INSTRUCTION: Tally the lines in the records below that contain the string "power". What is the count? Reply with the number alone.

[Labeled-object pointing entries]
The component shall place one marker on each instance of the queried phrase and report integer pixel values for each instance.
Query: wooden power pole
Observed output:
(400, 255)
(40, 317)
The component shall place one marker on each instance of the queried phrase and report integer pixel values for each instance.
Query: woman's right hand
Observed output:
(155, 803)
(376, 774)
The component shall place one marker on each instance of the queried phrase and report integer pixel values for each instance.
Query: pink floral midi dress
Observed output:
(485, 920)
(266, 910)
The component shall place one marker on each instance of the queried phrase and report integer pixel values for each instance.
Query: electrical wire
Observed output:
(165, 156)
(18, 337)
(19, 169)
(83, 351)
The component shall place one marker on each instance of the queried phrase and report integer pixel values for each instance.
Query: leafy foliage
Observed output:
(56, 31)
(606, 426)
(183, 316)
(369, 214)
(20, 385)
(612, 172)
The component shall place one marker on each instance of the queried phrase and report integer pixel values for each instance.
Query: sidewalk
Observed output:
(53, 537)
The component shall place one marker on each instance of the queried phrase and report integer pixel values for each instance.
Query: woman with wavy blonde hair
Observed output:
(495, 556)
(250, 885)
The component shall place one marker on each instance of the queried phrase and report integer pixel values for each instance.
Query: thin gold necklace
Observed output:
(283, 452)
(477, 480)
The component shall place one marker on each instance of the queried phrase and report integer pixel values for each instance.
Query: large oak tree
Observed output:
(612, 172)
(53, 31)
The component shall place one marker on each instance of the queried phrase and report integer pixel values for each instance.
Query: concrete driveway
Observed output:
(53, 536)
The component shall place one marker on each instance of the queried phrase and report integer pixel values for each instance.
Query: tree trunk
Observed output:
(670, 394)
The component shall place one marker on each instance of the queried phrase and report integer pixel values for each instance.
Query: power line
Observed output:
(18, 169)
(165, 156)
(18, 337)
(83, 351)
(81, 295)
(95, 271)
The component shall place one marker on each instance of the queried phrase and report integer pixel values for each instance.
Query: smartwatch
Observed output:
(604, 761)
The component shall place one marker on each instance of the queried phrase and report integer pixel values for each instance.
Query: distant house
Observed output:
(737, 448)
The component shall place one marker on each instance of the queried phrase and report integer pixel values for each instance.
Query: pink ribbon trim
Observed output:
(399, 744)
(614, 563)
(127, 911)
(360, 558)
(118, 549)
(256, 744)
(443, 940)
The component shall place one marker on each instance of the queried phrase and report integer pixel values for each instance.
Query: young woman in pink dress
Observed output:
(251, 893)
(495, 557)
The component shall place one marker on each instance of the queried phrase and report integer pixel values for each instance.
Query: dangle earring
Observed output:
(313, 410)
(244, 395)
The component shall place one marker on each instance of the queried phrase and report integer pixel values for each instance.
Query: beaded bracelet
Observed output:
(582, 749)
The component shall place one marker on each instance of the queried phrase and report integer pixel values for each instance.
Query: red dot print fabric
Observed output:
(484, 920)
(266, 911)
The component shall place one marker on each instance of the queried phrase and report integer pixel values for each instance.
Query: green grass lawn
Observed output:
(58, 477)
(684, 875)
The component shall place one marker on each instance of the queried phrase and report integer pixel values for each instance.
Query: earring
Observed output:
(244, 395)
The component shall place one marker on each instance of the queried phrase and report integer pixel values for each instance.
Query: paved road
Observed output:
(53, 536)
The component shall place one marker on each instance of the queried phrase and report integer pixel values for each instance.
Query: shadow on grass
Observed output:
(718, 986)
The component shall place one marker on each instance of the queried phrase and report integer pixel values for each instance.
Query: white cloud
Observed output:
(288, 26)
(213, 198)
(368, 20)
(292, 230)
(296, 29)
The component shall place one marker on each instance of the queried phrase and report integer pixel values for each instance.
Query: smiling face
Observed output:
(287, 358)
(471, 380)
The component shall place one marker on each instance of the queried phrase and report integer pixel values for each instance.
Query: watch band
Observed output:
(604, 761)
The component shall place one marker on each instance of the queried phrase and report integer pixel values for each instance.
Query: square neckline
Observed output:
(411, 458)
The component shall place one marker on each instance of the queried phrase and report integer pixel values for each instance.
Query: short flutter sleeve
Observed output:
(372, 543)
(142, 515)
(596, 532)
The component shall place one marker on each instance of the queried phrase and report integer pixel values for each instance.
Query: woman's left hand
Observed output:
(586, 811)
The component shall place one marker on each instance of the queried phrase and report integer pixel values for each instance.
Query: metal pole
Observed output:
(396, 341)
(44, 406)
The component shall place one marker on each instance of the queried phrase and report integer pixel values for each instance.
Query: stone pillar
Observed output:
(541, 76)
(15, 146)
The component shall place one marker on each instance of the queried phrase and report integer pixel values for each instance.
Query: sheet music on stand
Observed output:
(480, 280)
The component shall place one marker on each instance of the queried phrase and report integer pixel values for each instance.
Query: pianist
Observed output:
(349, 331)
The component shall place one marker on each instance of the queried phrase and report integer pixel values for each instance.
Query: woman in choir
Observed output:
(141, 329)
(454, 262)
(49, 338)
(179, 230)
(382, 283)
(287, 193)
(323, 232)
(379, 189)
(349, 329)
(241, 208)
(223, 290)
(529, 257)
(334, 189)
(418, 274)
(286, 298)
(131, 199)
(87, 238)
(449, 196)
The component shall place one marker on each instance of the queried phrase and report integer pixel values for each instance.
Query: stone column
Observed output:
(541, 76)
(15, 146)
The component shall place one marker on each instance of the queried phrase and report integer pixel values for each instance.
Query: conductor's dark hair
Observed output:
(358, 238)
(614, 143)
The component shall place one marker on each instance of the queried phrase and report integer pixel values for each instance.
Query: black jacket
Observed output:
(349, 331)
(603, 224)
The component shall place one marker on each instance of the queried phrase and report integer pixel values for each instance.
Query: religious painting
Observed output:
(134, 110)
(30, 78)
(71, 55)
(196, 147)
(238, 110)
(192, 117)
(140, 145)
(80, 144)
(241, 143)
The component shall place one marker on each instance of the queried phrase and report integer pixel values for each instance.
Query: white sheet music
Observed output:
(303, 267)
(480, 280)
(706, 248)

TASK RESPONSE: 2